-- Start --

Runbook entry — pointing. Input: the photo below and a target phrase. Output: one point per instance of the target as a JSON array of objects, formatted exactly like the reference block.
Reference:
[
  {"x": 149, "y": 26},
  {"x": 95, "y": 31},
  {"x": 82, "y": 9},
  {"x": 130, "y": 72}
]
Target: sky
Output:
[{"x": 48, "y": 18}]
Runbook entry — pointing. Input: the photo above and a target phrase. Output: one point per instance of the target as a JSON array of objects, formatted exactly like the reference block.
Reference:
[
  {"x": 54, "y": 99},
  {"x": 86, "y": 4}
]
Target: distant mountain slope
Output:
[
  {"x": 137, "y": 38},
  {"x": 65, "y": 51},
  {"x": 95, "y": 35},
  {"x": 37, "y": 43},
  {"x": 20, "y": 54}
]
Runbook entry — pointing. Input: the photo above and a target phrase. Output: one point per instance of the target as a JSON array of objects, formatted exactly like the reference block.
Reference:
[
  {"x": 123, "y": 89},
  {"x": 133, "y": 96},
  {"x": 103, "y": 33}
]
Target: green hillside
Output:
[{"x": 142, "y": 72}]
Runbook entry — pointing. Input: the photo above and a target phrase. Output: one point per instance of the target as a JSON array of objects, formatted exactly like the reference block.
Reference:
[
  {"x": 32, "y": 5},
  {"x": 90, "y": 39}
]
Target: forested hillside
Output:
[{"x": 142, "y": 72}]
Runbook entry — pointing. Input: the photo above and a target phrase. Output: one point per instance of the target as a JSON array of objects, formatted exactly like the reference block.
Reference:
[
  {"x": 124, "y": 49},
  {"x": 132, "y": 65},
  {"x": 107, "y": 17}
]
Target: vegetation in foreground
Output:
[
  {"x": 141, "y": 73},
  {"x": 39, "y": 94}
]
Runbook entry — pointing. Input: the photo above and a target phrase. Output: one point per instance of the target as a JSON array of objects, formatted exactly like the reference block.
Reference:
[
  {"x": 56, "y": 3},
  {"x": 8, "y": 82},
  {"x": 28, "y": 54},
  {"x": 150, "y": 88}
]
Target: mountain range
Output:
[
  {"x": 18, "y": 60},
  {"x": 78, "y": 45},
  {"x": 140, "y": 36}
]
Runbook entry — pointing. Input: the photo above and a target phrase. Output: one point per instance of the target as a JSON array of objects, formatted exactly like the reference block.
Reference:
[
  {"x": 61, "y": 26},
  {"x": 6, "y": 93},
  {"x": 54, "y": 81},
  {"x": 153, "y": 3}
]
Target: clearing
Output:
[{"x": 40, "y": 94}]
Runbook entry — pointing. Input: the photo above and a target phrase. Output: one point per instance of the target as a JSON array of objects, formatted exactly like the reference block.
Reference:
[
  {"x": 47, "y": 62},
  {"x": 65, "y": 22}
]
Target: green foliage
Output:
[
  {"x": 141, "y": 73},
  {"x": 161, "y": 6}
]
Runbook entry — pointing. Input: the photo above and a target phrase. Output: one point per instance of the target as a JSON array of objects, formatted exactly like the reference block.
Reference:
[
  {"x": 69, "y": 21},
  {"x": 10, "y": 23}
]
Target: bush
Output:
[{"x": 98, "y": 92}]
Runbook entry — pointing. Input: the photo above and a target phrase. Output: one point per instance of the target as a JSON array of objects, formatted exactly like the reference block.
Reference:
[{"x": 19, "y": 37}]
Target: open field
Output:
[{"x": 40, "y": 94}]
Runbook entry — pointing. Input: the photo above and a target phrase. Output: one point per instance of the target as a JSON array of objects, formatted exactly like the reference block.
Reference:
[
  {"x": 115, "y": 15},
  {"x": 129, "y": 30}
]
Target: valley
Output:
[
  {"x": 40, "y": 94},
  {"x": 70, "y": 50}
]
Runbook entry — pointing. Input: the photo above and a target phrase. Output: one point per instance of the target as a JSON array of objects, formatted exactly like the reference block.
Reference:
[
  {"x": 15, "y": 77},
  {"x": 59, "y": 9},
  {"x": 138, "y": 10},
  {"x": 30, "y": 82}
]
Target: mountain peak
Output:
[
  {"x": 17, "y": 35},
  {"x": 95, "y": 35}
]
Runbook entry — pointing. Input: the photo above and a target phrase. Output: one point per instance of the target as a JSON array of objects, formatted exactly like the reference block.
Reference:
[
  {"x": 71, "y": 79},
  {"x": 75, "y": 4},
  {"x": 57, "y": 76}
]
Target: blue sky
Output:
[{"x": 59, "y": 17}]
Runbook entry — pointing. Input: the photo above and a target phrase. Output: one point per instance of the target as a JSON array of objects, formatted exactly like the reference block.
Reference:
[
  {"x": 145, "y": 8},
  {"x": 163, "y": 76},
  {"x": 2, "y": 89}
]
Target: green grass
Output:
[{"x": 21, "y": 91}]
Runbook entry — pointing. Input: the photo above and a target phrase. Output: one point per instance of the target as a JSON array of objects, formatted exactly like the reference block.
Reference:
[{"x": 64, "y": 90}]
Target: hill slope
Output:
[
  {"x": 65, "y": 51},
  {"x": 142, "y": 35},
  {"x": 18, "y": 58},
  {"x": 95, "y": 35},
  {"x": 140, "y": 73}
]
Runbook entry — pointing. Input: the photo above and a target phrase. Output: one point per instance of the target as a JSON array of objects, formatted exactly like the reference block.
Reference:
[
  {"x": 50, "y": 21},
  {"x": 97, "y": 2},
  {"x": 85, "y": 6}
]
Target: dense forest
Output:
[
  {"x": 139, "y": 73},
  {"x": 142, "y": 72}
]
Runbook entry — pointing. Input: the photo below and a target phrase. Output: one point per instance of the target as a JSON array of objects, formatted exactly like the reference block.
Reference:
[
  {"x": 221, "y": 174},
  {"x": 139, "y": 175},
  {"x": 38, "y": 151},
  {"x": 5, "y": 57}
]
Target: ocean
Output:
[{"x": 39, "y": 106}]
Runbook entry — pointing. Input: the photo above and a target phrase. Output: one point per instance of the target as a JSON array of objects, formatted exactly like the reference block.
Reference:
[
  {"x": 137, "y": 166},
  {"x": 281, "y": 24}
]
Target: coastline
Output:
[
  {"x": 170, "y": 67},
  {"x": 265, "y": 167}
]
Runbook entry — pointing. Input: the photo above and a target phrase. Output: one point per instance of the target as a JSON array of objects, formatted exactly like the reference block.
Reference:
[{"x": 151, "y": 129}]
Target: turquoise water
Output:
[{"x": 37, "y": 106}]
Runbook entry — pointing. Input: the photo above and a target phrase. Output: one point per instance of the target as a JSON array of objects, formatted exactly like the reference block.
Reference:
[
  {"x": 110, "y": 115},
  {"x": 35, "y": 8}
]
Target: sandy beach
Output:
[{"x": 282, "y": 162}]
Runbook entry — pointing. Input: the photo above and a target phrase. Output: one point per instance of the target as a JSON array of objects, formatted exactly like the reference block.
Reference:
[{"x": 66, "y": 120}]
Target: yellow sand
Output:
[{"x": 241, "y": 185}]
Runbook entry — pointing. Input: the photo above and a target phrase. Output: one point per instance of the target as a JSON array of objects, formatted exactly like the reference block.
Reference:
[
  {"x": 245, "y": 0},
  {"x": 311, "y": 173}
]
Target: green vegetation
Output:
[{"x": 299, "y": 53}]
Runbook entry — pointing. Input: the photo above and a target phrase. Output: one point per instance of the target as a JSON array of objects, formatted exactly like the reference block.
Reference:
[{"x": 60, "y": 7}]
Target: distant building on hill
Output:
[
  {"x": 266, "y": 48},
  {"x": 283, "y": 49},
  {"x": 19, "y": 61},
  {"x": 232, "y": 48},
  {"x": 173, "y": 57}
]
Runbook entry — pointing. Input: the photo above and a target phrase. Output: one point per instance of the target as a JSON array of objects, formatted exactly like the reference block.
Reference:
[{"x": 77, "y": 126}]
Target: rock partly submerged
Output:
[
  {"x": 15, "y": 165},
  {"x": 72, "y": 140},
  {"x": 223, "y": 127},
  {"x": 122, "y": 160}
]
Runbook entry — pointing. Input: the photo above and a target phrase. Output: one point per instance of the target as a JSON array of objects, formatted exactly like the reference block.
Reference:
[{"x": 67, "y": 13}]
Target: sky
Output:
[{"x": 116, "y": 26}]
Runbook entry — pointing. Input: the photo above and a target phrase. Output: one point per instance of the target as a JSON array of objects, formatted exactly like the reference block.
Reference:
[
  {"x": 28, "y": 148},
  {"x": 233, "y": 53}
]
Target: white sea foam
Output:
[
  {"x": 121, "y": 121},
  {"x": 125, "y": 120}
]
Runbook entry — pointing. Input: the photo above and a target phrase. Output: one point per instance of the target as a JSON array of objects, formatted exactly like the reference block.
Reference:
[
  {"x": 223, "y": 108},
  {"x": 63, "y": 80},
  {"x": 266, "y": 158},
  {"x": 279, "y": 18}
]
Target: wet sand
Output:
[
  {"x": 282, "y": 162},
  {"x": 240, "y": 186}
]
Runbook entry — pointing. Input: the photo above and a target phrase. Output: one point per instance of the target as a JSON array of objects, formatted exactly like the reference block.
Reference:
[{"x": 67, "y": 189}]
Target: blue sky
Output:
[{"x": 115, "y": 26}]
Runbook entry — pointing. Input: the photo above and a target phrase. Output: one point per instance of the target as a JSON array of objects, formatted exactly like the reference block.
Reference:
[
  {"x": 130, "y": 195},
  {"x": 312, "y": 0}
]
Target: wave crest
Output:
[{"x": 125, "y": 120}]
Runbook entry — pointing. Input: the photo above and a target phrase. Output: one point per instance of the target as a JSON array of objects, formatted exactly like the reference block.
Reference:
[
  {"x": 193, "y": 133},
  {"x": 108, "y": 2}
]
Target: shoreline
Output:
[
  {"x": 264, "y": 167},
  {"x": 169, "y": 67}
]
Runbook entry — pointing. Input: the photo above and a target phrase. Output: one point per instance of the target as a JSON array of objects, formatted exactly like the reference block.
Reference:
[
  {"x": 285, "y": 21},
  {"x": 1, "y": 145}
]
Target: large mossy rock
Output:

-- End --

Instructions to follow: Pull out each line of the listing above that contains the word "mountain", copying every such line in full.

Result for this exercise:
Target: distant mountain slope
Target: mountain range
Target: mountain peak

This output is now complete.